Your task:
Please put the material from the line with "of the bokeh" through the line with "[(284, 22), (176, 125), (251, 126)]" (both included) into a Markdown table with columns Row and Line, giving each line its own numbered row and leaving out blank lines.

>> BEGIN

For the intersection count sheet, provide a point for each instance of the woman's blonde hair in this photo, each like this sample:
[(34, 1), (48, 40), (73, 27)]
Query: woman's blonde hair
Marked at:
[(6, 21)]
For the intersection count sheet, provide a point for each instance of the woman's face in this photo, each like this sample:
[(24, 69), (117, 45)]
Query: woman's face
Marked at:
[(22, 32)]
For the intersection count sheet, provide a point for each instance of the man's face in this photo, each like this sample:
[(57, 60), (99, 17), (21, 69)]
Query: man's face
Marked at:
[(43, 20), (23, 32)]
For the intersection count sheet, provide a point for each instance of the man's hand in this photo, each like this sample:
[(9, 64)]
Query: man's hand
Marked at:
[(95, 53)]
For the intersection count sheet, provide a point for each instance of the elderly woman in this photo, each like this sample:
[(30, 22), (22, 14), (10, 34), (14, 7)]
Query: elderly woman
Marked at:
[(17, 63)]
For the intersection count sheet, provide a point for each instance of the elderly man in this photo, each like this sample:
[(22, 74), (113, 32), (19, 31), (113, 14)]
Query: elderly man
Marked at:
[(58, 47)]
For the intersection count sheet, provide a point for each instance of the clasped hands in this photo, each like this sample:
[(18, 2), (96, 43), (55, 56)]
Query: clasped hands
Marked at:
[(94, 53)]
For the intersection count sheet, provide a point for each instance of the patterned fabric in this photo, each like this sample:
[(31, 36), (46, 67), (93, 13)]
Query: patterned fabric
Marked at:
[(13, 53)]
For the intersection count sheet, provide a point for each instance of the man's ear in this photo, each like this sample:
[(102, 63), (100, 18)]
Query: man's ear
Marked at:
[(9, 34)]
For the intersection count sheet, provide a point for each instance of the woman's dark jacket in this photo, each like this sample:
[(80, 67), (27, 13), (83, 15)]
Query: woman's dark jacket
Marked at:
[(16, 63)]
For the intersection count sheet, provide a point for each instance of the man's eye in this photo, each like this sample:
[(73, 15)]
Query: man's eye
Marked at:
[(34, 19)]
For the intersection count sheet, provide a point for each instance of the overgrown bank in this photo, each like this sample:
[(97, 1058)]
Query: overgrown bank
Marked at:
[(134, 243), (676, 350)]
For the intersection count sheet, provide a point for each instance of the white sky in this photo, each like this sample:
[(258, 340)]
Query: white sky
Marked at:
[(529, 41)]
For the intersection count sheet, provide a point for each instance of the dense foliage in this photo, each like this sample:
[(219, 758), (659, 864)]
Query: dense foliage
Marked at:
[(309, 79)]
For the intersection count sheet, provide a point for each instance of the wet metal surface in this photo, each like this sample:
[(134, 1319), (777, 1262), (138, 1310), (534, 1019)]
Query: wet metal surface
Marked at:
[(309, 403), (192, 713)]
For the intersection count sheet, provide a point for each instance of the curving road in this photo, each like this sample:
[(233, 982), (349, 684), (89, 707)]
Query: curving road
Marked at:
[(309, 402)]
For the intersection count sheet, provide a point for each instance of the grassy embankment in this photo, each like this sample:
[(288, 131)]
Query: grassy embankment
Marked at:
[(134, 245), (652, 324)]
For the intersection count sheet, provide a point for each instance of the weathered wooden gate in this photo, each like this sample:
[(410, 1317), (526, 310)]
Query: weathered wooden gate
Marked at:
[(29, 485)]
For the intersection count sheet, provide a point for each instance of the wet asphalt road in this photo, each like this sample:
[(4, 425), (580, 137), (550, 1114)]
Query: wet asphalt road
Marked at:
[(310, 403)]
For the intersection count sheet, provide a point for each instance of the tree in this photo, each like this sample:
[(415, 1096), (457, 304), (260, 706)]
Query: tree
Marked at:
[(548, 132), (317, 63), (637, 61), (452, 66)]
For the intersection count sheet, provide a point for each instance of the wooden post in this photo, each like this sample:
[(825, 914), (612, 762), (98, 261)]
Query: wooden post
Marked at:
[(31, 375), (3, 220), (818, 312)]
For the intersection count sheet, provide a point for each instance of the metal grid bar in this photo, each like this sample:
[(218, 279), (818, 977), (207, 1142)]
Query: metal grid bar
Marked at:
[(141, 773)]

>> END
>> BEGIN

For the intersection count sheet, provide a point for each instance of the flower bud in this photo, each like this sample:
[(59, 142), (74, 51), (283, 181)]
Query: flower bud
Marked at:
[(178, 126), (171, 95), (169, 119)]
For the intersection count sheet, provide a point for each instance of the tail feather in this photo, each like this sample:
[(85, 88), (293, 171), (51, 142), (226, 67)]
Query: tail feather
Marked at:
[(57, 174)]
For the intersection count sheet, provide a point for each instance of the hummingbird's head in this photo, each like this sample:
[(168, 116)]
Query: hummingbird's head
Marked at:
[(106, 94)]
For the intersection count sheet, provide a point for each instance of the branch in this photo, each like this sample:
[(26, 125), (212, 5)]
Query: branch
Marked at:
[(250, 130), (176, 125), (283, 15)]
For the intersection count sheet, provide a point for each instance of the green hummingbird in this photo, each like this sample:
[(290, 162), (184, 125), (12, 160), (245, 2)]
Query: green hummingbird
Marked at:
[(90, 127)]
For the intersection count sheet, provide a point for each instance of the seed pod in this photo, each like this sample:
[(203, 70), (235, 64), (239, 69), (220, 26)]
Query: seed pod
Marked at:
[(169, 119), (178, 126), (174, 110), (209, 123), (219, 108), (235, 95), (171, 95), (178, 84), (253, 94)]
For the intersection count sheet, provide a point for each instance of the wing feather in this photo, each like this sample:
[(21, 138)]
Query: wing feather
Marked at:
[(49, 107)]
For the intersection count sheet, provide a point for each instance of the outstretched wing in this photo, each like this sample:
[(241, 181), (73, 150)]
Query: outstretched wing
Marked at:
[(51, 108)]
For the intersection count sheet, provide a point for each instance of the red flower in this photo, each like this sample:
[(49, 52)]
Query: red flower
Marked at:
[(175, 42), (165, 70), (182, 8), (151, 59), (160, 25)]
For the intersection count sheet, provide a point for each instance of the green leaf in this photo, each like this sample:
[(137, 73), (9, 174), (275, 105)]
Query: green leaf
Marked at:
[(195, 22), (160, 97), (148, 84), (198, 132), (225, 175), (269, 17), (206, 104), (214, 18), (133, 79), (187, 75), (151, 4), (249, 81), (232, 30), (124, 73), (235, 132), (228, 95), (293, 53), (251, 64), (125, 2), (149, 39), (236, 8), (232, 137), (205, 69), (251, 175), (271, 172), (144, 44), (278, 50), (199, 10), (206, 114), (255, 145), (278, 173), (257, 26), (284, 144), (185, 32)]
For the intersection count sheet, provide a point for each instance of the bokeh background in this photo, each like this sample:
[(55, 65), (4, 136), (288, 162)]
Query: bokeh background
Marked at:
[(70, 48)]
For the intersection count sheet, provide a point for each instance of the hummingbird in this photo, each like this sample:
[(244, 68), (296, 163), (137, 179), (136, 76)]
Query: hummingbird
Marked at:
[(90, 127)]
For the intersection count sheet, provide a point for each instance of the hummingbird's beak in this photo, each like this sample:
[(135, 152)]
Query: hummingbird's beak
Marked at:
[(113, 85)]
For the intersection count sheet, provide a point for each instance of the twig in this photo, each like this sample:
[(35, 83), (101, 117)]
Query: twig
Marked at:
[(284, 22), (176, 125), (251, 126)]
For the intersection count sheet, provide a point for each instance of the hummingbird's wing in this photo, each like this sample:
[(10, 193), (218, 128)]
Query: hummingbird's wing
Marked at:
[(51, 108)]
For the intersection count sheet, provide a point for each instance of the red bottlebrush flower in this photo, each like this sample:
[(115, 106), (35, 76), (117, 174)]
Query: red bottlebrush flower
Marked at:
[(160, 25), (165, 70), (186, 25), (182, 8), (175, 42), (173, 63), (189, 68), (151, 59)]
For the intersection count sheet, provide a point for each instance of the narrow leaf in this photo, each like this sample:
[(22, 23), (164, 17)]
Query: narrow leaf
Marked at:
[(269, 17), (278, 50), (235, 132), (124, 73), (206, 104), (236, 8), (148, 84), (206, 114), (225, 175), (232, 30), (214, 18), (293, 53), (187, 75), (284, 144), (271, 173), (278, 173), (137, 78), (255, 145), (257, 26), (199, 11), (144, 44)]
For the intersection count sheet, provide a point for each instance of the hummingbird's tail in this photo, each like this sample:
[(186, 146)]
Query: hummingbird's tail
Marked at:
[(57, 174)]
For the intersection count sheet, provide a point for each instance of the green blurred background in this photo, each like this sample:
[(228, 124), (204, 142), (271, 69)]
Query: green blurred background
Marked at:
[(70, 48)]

>> END

Solved exercise:
| Row | Line |
|---|---|
| 1 | For the intersection count sheet, provide a point for each instance of the bokeh background in this photo, each like this sample: |
| 2 | [(55, 65), (4, 136), (288, 162)] |
| 3 | Query: bokeh background |
| 4 | Marked at: |
| 5 | [(70, 48)] |
| 6 | For the intersection count sheet, provide a point for each instance of the hummingbird in this photo, each like this sample: |
| 7 | [(244, 68), (296, 163), (137, 179), (136, 76)] |
| 8 | Query: hummingbird |
| 9 | Marked at: |
| 10 | [(90, 127)] |
| 11 | For the intersection count sheet, provide a point for each instance of the hummingbird's beak in this photo, each like this sample: |
| 12 | [(135, 152)] |
| 13 | Query: hummingbird's beak |
| 14 | Marked at: |
| 15 | [(113, 85)] |
| 16 | For the intersection count sheet, provide a point for each instance of the twig in this photo, each like this sample: |
| 17 | [(35, 83), (101, 117)] |
| 18 | Query: twig |
| 19 | Marked at: |
| 20 | [(284, 22), (176, 125), (251, 126)] |